**Extracted information**
______
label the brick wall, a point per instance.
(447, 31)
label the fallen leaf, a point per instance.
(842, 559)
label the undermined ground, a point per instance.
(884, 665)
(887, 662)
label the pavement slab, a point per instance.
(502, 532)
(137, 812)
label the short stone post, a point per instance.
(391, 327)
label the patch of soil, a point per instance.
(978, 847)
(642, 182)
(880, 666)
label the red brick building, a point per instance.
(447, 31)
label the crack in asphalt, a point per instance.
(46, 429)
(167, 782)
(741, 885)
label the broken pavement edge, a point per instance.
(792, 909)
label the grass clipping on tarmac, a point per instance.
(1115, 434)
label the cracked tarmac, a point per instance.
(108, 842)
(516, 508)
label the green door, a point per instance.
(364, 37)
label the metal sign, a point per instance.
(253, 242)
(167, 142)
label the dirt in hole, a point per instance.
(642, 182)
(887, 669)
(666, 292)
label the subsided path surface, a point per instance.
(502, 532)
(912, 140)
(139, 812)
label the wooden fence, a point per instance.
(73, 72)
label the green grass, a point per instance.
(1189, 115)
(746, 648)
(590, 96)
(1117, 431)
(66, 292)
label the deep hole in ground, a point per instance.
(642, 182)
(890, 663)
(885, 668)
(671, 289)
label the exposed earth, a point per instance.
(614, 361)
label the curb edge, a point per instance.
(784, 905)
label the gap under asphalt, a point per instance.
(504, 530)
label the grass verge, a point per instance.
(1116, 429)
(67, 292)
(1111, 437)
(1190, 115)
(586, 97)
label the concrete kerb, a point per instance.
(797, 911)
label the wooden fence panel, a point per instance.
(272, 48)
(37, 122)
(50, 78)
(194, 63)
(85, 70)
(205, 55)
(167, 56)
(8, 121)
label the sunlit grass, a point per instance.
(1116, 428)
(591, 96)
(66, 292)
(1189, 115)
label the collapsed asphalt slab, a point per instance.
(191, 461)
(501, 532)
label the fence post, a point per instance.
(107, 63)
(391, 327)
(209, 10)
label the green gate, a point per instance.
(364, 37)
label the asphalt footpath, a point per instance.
______
**Exercise description**
Starting at the line that contains "label the collapsed" and continuing through the last line, write those lines out again, requests included, with every point coordinate raised by 8.

**Expected answer**
label the collapsed asphalt slab, a point per instance.
(199, 469)
(509, 540)
label the fence post, a point per instance.
(115, 71)
(399, 335)
(217, 18)
label the green gate, a point per instance.
(372, 45)
label the asphalt footpath, a point per instance.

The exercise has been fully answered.